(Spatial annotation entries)
═══

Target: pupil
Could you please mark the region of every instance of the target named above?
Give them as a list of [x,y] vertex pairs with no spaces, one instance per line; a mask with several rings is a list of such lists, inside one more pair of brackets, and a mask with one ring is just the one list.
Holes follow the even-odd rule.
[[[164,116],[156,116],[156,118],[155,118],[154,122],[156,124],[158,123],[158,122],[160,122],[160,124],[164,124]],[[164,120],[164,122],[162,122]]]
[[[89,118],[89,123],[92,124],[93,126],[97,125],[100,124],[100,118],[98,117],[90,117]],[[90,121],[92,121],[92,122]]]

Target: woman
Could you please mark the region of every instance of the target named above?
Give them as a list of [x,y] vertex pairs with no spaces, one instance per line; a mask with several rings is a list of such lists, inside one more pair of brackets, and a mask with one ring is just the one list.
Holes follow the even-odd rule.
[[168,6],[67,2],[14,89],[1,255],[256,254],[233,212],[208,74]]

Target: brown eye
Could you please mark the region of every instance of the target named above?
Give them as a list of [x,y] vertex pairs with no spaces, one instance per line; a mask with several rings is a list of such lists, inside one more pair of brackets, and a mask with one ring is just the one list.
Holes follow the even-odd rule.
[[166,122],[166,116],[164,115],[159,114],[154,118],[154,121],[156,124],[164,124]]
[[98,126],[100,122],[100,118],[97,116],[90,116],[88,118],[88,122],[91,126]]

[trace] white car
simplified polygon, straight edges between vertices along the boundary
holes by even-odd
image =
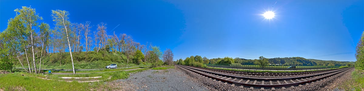
[[[118,66],[116,64],[111,64],[110,65],[105,67],[105,68],[116,68],[117,67],[118,67]]]

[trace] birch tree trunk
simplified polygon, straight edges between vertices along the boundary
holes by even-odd
[[[15,47],[14,47],[14,49],[15,49]],[[29,73],[29,71],[28,71],[26,69],[25,69],[25,67],[24,67],[24,66],[23,66],[23,63],[21,63],[21,62],[20,61],[20,58],[19,58],[19,56],[18,55],[18,53],[17,53],[17,52],[16,52],[16,51],[15,52],[15,54],[16,54],[16,57],[18,58],[18,60],[19,60],[19,62],[20,63],[20,64],[21,64],[21,67],[23,67],[23,68],[24,68],[24,70],[25,70],[25,71],[26,71],[27,72]]]
[[[27,54],[27,49],[25,48],[25,47],[24,47],[24,50],[25,51],[25,56],[27,58],[27,62],[28,62],[28,68],[29,69],[29,72],[30,72],[31,73],[32,70],[30,69],[30,65],[29,64],[29,60],[28,60],[28,54]]]
[[[43,35],[43,37],[44,37],[44,35]],[[40,60],[39,60],[39,72],[40,72],[40,63],[42,62],[42,55],[43,54],[43,47],[44,46],[44,40],[43,40],[43,42],[42,43],[42,50],[40,50],[41,52],[40,52]]]
[[[35,58],[34,57],[34,47],[33,47],[33,46],[34,46],[33,45],[33,32],[32,32],[32,31],[31,31],[31,30],[32,30],[32,24],[30,24],[30,29],[31,29],[31,31],[30,31],[30,39],[31,40],[31,42],[32,42],[32,45],[31,45],[32,46],[32,53],[33,54],[33,65],[34,66],[34,70],[35,70],[35,73],[37,73],[37,67],[36,67],[36,64],[35,64]]]
[[[73,63],[73,58],[72,57],[72,52],[71,51],[71,44],[70,44],[70,40],[68,39],[68,31],[67,31],[67,27],[66,27],[66,25],[64,24],[64,19],[63,18],[63,17],[62,17],[62,19],[63,20],[63,25],[64,25],[64,28],[66,30],[66,35],[67,35],[67,42],[68,42],[68,48],[70,48],[70,54],[71,55],[71,60],[72,62],[72,70],[73,71],[73,74],[75,74],[76,72],[75,72],[75,66]]]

═══

What you will do: Copy out everything from the line containing "Target: woman" down to the line containing "[[168,6],[67,2],[14,89],[1,255],[256,254],[233,212],[208,74]]", with both of those lines included.

Result:
Target: woman
Could you please mark the region of every instance of the target named above?
Give them as a list of [x,y] vertex pairs with no spaces, one instance per line; a mask with several rings is a list of such lists, inside one more pair of brackets, and a mask with one ring is just the one list.
Holes follow the even-odd rule.
[[168,6],[67,2],[14,89],[1,255],[256,254],[233,212],[208,74]]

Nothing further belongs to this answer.